## PROMPT
Rewrite the slang dictionary entry from "[UK]Fletcher Women Pleased" to "at your Door.", putting "groping" wherever "fumbling" appears.

## SELECTION
---+---
Green’s Dictionary of Slang

fumble v.

[joc. uses of SE]

1. to indulge in sexual foreplay; the inference is usu. of feebleness, as exhibited by an ageing lecher.

[Scot]Dunbar Tua Maryit Wemen and the Wedow in Laing (1834) I 66: Yit leit I never that larbar my leggis ga betueene, To style my flesche, na fumyll me, without a fee gret.
J. Weever Faunus 34: Old men do no good, Yet will be fumbling.
[UK]Fletcher Women Pleased II vi: Be not long a fumbling, When danger shall appear, I’ll give the ‘larme’.
[UK]Fletcher Elder Brother IV iv: She spits his kisses out, And now he offers to fumble she falles off.
[UK]Dryden Kind Keeper I i: You will never leave these fumbling tricks, Father, till you are taken on suspicion of Manhood, and have a Bastard laid at your Door.
---+---
## MATERIAL
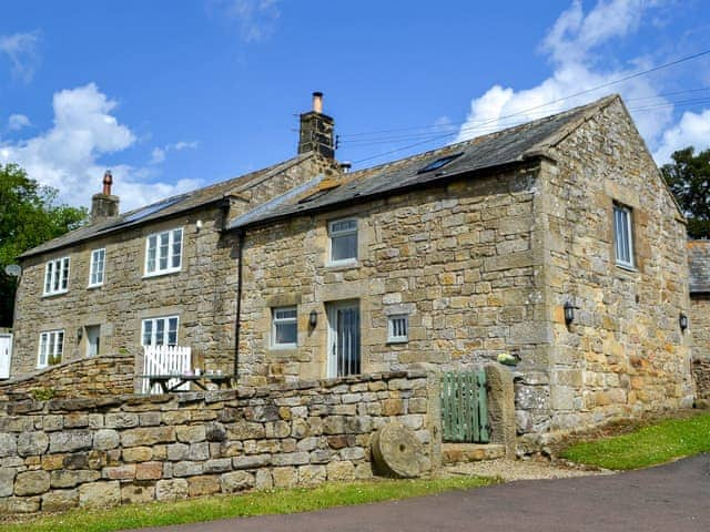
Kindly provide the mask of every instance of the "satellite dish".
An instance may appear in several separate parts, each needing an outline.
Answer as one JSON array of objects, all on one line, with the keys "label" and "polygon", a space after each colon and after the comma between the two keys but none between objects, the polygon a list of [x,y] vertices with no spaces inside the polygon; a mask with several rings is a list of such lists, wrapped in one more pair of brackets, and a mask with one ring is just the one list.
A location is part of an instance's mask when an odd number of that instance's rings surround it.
---+---
## ANSWER TO THIS PROBLEM
[UK]Fletcher Women Pleased II vi: Be not long a groping, When danger shall appear, I’ll give the ‘larme’.
[UK]Fletcher Elder Brother IV iv: She spits his kisses out, And now he offers to fumble she falles off.
[UK]Dryden Kind Keeper I i: You will never leave these groping tricks, Father, till you are taken on suspicion of Manhood, and have a Bastard laid at your Door.